**What is being asked**
Set down exactly the lines from the one containing "Practice. Identify the tree" through the last line of the records below, both included, and nothing else.

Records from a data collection
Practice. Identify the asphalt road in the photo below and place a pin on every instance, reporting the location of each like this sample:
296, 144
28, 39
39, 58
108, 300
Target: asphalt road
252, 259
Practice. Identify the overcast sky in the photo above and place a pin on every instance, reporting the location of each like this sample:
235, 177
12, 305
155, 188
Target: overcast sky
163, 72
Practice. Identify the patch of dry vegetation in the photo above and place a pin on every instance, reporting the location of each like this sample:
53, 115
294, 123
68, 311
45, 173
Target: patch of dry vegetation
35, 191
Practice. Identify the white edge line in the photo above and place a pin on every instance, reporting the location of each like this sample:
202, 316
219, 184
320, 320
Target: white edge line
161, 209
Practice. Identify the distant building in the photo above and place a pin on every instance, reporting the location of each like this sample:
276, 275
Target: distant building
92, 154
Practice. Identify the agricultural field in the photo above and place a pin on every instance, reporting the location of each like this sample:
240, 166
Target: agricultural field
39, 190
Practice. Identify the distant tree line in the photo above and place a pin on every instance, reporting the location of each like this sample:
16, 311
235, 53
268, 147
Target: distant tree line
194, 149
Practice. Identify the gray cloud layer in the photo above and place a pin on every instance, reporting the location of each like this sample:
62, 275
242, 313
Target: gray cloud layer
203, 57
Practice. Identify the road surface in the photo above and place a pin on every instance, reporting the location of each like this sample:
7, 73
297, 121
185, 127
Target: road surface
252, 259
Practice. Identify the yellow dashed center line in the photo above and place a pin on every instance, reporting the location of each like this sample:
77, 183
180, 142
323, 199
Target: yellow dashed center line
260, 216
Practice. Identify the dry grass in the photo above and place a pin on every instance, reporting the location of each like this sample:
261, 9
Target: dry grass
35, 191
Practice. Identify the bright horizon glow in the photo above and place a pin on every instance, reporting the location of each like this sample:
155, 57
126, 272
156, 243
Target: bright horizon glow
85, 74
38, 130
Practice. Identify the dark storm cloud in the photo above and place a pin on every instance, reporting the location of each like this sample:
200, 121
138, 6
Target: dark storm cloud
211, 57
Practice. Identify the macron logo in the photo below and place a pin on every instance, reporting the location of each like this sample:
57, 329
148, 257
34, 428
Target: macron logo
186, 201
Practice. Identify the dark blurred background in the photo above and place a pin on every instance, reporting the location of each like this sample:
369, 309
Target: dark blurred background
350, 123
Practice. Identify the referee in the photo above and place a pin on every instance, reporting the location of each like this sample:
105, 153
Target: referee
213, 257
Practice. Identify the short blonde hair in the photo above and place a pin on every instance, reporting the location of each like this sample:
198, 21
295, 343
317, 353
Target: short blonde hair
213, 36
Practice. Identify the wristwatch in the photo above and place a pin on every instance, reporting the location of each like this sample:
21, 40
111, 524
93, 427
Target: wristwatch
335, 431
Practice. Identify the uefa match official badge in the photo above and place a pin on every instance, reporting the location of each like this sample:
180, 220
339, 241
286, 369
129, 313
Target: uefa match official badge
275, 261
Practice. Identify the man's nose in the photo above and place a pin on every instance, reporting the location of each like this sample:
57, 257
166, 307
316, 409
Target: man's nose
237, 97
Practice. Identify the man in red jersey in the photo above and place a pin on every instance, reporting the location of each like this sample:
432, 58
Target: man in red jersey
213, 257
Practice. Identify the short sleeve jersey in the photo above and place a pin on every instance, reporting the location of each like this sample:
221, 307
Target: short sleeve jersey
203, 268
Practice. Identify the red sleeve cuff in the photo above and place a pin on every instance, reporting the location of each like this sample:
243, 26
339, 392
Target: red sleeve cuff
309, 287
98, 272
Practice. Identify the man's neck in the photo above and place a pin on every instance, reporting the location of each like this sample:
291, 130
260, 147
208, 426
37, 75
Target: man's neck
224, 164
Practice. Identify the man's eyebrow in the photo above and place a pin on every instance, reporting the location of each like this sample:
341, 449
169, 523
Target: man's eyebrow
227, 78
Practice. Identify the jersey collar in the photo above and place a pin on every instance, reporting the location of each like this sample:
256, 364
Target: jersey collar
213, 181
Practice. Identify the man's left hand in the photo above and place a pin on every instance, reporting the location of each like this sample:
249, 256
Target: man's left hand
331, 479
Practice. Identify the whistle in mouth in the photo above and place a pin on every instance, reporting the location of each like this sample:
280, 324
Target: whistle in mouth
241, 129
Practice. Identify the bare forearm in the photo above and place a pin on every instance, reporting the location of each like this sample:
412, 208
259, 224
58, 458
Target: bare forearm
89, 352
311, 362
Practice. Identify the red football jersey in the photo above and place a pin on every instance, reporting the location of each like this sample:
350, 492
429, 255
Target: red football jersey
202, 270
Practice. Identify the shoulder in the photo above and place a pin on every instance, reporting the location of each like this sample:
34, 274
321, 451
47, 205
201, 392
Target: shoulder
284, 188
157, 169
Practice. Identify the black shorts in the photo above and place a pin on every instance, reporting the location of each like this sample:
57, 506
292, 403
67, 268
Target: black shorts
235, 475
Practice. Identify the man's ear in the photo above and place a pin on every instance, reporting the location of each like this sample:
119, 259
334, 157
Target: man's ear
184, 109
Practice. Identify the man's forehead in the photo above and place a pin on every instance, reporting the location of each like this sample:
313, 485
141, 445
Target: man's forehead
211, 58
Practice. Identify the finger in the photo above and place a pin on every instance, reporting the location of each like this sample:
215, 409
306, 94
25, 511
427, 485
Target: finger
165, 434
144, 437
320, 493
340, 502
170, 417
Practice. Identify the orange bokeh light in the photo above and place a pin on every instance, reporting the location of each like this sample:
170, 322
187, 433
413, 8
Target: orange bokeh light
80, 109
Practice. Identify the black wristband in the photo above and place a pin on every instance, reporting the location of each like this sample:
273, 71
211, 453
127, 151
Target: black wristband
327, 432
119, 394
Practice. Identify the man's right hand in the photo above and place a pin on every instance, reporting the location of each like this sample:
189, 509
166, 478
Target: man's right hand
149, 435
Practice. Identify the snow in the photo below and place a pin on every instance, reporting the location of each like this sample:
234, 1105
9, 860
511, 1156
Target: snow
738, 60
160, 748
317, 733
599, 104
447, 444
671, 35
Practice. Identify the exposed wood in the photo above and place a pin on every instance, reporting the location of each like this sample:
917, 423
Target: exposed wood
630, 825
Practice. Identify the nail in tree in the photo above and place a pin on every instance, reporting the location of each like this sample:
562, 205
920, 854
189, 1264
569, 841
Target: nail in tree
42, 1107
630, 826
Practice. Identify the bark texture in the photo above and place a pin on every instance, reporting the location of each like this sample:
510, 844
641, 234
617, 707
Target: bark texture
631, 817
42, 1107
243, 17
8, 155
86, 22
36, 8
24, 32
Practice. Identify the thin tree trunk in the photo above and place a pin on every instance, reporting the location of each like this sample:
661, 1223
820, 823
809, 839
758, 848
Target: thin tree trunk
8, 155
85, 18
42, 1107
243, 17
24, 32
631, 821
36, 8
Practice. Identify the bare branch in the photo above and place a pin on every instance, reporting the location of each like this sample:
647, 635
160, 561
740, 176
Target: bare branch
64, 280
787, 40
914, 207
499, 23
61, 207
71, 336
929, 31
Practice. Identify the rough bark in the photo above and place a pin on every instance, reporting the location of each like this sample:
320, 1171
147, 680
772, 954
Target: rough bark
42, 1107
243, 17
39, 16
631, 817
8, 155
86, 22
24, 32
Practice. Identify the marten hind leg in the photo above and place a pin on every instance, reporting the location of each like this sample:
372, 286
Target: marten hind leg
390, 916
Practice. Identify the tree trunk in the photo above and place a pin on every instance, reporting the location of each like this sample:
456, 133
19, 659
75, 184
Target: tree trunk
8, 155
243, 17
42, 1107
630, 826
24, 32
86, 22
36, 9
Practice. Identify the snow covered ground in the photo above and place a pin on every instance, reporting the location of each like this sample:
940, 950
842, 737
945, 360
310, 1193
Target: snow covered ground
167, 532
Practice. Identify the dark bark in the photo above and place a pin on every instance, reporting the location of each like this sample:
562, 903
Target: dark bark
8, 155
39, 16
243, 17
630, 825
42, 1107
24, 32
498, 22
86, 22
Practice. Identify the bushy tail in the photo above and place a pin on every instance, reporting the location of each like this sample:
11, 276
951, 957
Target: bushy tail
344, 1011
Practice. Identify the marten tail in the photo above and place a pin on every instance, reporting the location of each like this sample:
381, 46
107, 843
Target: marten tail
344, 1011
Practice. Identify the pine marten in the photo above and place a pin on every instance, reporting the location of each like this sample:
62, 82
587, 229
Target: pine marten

**Result of this task**
Practice. Identify the tree trunk in the photo above and place a pin on every instance, reporting the location of each like this sample:
456, 133
19, 659
75, 184
Target: tree trunk
8, 155
243, 17
42, 1107
630, 826
24, 32
86, 22
36, 9
Practice. Identify the snow covered ground in the photo above and place a pin on every instance, reporting the location of each like this sample:
940, 950
842, 737
945, 360
310, 1193
Target: snow covered ground
167, 532
Practice. Identify the dark bark in the photo above and place a pin on every instance, reporting the location of each like this sample:
562, 903
Target: dark bark
8, 155
39, 16
243, 17
630, 825
42, 1107
24, 32
498, 22
86, 22
Practice. Identify the bushy tail in the photo above and place a pin on every instance, reporting the location of each like this sample:
11, 276
951, 957
Target: bushy tail
344, 1011
Practice. Identify the marten tail in the photo above and place a pin on every instance, reporting the location of each like this sample:
381, 46
107, 843
Target: marten tail
344, 1011
Practice. Identify the pine marten in the photo above and place a pin on every instance, reporting the location of each like this sample:
62, 82
587, 229
Target: pine marten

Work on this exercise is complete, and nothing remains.